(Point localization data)
'''

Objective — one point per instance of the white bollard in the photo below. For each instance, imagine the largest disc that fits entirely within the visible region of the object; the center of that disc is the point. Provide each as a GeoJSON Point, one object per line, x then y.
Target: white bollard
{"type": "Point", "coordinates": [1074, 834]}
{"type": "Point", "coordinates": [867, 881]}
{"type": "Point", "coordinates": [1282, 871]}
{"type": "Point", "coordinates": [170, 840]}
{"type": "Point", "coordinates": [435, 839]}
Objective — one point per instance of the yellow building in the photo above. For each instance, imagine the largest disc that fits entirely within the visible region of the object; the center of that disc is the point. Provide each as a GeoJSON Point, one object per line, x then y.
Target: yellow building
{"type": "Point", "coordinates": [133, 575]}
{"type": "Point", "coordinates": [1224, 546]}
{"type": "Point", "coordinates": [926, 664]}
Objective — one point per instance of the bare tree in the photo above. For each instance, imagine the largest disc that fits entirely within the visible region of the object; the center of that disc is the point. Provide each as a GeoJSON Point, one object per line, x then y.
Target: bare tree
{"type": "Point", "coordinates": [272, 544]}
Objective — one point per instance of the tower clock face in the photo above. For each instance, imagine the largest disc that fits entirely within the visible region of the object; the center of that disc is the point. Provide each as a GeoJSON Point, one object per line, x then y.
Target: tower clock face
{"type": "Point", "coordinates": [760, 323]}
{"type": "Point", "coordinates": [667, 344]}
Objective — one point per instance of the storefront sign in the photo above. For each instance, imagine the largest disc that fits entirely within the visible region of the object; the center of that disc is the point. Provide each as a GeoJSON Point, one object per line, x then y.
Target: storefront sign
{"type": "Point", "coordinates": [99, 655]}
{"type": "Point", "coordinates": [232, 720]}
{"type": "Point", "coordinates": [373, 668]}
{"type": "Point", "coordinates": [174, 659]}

'''

Exercise requirements>
Only an exact copy of the data above will do.

Written reply>
Objective — one point per instance of the white bollard in the photo below. For each instance, imagine the largest disc that fits entirely within the visible region of the object; the center of that disc is the point. Provide each as a GeoJSON Point, one object per line, x then y.
Target: white bollard
{"type": "Point", "coordinates": [1074, 834]}
{"type": "Point", "coordinates": [867, 881]}
{"type": "Point", "coordinates": [1282, 871]}
{"type": "Point", "coordinates": [170, 840]}
{"type": "Point", "coordinates": [435, 839]}
Objective — one point per instance of the yellow building in the photo above. For each instance, imagine the largest disc that fits entirely within the visible region of the object; the center of that disc is the point. Provide each as a GeoJSON Point, one object per line, x then y.
Target: yellow building
{"type": "Point", "coordinates": [133, 575]}
{"type": "Point", "coordinates": [1224, 546]}
{"type": "Point", "coordinates": [926, 664]}
Objective — one point per instance of the bare tree in the photo above. For each instance, imagine the largest disc that fits entirely within the visible region of the object; the center of that disc is the point. Provide each as a GeoJSON Point, one object per line, x then y.
Target: bare tree
{"type": "Point", "coordinates": [272, 544]}
Objective — one point per instance of the tower clock face in the photo above. For each instance, imagine the largest disc that fits entirely within the visible region of the object; the center of that disc is the point. Provide each as a GeoJSON Point, one object per line, x then y.
Target: tower clock face
{"type": "Point", "coordinates": [760, 323]}
{"type": "Point", "coordinates": [667, 344]}
Objective — one point per instance of the storefront sign in the photo above. For each instance, imagine the largest disc that fits entirely within the visible region of the object; the center of that disc is the point. Provide each as a GeoJSON Point, one object per line, x then y.
Target: storefront sign
{"type": "Point", "coordinates": [99, 655]}
{"type": "Point", "coordinates": [232, 720]}
{"type": "Point", "coordinates": [373, 668]}
{"type": "Point", "coordinates": [174, 659]}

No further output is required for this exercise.